**Assigned task A:** In the text on cutting losses with demanding clients, what does it say to build into your strategy if you want to close it like an Altman?
**Assigned task B:** Continue the passage on walking away from drawn-out deals, picking up after its final sentence.

**Text shown:**
• • •
We may outlast most in our efforts, but there comes a time to cut losses before more time gets cut. Sure, some clients need more hand holding than others, but only you can decide when it is having a negative impact on your other clients. Don’t spend so much time on one deal that you lose the next. Your work piles up as you feed a client’s insecurities and boom! Opportunity passes you by.

If you want to close it like an Altman, build the walk-away into your strategy. It’s fail-safe, not a go to, but if you get there, you have it. If you run passive and active opens constantly, you cannot afford to be taken off the line for one deal. You have other clients and other commitments. If you are like me, you have employees. Interrupt the circle at any point, it starts to wobble and you’ll need a massive correction that will kick your ass. Get tangled up with a deal for too long and you might have to close two or three quickly to make up for the lost selling time.
• • •
**Information:**
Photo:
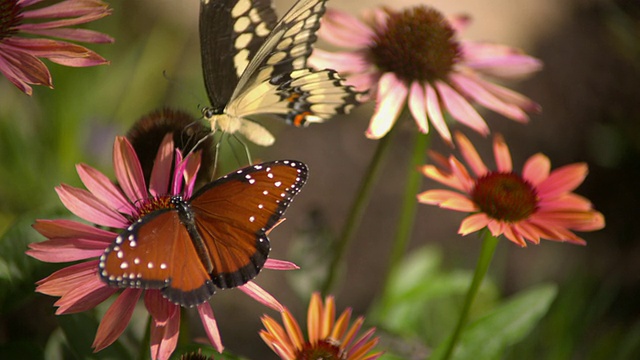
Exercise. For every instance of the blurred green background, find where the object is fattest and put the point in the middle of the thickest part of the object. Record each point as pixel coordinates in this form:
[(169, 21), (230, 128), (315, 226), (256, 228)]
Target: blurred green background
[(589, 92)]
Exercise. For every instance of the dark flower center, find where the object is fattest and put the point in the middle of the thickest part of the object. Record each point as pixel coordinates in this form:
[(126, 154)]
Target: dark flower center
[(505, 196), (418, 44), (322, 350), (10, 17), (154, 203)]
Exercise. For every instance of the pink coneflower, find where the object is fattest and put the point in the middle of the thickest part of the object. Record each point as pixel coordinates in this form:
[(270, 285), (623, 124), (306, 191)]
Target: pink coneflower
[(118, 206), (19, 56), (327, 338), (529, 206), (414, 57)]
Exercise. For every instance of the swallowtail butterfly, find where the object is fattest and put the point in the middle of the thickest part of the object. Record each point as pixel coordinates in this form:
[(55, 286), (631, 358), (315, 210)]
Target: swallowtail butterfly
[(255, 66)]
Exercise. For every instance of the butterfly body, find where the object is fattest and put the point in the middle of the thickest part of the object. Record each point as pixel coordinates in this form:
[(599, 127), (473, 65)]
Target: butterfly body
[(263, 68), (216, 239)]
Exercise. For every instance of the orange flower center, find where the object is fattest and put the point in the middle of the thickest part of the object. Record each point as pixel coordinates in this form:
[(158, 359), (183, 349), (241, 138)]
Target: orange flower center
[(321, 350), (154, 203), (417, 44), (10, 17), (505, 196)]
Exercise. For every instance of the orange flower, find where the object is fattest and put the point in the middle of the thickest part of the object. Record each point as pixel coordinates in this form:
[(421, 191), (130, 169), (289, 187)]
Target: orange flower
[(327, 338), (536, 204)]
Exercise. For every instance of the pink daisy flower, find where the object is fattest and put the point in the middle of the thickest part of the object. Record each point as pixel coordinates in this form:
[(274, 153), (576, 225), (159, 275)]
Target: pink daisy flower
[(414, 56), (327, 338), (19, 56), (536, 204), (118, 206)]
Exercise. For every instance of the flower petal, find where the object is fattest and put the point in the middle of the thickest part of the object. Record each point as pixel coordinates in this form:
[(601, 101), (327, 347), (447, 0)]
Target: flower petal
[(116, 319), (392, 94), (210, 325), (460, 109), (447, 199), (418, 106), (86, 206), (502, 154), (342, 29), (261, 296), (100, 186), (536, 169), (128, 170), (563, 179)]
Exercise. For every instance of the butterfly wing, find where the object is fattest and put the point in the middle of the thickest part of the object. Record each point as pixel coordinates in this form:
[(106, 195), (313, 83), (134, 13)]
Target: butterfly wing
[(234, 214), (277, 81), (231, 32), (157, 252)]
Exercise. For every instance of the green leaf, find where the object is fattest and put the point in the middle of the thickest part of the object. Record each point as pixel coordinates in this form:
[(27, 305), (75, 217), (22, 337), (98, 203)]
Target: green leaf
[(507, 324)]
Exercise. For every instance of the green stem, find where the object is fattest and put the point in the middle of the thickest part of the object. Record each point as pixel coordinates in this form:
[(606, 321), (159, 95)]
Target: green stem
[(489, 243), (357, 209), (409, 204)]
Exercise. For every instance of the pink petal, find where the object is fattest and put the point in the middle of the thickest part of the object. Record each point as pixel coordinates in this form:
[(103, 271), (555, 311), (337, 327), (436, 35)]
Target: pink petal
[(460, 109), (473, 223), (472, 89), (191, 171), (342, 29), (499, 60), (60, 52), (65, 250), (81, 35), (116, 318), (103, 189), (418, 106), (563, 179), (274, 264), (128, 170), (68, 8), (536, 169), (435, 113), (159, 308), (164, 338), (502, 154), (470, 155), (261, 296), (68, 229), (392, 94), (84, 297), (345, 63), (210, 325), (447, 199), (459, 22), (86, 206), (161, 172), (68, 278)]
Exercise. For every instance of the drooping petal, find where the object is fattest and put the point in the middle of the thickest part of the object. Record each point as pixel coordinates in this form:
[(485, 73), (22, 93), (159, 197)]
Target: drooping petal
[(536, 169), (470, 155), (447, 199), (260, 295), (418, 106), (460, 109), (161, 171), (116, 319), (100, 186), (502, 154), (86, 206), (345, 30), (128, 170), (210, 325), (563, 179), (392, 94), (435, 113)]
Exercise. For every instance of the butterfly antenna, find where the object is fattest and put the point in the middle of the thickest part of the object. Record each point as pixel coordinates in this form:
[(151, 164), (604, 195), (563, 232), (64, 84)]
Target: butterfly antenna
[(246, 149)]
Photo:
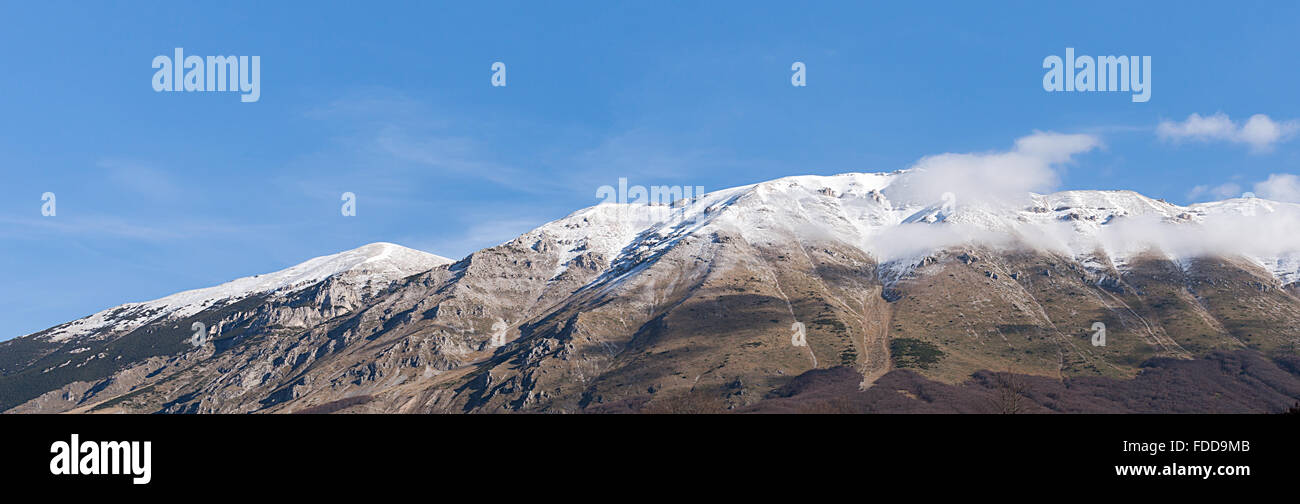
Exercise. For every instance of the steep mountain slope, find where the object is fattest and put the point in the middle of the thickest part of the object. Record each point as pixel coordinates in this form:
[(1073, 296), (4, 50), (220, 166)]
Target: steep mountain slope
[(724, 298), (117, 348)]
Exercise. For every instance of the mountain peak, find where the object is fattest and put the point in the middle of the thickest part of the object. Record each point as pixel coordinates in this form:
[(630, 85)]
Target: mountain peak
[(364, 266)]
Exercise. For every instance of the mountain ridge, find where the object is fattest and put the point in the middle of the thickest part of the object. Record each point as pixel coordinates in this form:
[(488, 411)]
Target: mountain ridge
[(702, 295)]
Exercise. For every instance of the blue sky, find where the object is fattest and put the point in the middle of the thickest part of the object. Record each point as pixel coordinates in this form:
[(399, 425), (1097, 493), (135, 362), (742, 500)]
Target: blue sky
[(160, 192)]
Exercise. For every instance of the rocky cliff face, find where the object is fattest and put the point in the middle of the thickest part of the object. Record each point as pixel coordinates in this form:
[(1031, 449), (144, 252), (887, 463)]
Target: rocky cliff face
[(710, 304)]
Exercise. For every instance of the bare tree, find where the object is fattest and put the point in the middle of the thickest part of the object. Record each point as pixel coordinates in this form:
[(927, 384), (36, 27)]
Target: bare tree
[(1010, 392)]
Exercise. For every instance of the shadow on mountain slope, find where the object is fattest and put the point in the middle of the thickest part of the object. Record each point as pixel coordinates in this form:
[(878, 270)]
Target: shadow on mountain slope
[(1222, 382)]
• • •
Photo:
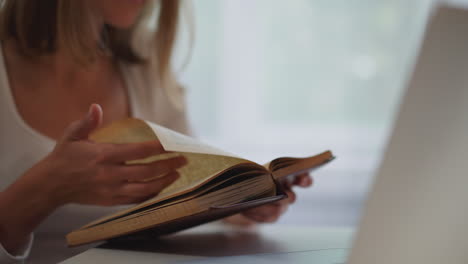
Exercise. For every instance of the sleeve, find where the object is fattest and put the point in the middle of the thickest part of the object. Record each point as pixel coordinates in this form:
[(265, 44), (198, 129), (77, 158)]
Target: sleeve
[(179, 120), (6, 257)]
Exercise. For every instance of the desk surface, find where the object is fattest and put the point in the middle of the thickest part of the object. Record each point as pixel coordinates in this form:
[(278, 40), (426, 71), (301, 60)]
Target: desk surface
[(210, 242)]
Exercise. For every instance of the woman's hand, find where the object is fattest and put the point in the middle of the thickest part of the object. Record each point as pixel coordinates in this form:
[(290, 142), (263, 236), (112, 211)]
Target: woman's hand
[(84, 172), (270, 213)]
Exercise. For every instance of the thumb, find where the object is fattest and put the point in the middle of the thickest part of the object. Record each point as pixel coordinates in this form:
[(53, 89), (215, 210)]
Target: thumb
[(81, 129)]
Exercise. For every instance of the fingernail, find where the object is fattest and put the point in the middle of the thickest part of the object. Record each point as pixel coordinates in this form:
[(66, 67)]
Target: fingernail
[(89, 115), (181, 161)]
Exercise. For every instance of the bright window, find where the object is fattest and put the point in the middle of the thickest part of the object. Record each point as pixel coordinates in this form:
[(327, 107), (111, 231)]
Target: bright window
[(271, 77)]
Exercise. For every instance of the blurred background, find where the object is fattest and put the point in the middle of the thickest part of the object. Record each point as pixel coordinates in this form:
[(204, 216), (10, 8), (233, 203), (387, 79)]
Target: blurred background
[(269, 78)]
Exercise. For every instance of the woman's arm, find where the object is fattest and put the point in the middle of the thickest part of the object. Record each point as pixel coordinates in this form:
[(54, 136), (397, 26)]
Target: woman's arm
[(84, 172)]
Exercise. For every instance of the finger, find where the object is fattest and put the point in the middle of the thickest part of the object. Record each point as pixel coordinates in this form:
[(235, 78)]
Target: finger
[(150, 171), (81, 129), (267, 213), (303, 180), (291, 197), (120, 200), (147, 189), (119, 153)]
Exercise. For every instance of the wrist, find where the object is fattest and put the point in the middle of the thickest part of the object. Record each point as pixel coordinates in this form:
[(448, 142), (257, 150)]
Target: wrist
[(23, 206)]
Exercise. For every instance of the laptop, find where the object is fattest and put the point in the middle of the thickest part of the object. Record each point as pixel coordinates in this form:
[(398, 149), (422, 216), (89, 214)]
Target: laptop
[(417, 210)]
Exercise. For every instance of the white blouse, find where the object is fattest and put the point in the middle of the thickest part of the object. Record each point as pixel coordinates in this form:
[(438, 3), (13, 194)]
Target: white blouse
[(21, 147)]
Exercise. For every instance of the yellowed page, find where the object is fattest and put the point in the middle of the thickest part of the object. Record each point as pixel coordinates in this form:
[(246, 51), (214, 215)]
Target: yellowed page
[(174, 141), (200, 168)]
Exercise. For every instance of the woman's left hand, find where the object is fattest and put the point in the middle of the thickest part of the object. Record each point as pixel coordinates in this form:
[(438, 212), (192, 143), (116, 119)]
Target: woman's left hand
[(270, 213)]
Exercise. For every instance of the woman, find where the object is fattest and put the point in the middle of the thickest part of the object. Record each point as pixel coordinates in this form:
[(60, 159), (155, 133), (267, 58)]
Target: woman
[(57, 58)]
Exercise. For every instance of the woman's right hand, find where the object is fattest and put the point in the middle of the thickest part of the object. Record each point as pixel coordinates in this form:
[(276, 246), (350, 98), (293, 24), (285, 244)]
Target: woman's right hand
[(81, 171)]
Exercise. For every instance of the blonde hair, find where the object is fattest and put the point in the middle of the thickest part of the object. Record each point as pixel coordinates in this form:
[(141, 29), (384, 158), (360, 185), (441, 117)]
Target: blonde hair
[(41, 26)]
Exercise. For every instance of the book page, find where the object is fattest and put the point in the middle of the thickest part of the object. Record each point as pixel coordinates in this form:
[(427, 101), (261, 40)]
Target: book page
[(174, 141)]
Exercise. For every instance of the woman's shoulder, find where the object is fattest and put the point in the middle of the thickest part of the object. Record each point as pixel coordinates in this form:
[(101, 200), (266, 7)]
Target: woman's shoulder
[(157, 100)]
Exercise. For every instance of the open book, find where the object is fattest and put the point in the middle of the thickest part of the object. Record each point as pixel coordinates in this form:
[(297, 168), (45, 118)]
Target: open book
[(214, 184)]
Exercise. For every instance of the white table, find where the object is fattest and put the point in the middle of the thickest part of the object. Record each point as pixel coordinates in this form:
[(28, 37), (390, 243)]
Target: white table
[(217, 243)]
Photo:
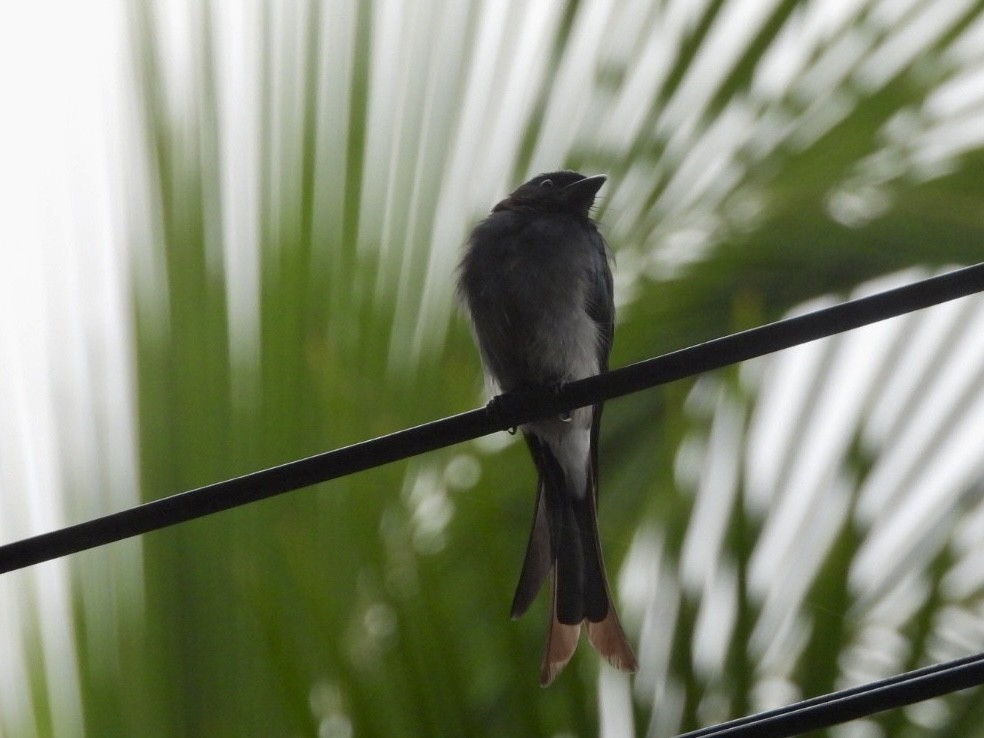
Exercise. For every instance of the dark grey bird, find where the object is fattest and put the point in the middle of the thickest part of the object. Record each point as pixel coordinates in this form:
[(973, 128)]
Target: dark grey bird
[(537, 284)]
• • •
**Your response A:** The walk-away.

**Your response B:**
Our motto is to not quit, to stay in the game, but those are games worth playing. Know the difference. In caring for a client, don’t forget to take care of you; keep your paydays coming. A major factor of the walk-away is a strategy to restart the work phase. If you’ve worked the Altman Close, you have the notes and know the people you can go back to ASAP. The sooner you get the energy going around a listing, the faster you’ll restart after a walk-away.

Again, it’s business and you should view the walk-away not as failure, but a reset. It’s a tool, so use it if you need it. To be effective in the marketplace, or life for that matter, you’ve got to shake it off. It’s just a part of the process. You can’t sweat every deal. You’re a baller. You don’t need to.

After the walk-away and your analysis, repair anything that needs repairing, if you can. Fix it. Keep in good graces. Depending on the circumstances, and I don’t do this for jerks, I wait for some time to pass and then give the other agent a call. The tone is loose and friendly and I invite them out for a meal or drinks. We can talk it out if we need to, keeping a bridge from going up in flames.

Humor is always a great healer. One agent was eating Fritos when I gave her the walk-away news so I sent a case of snack packs with a note “Here’s to hoping it will never happen again.” She immediately called laughing and we co-listed a great house in the hills together.

The walk-away is the most important part of the Altman Close. Without it, you are working without a safety net. If you fail to reconcile a buyer and seller, you fall through the floor, taking a horrible deal that diminishes you professionally and financially.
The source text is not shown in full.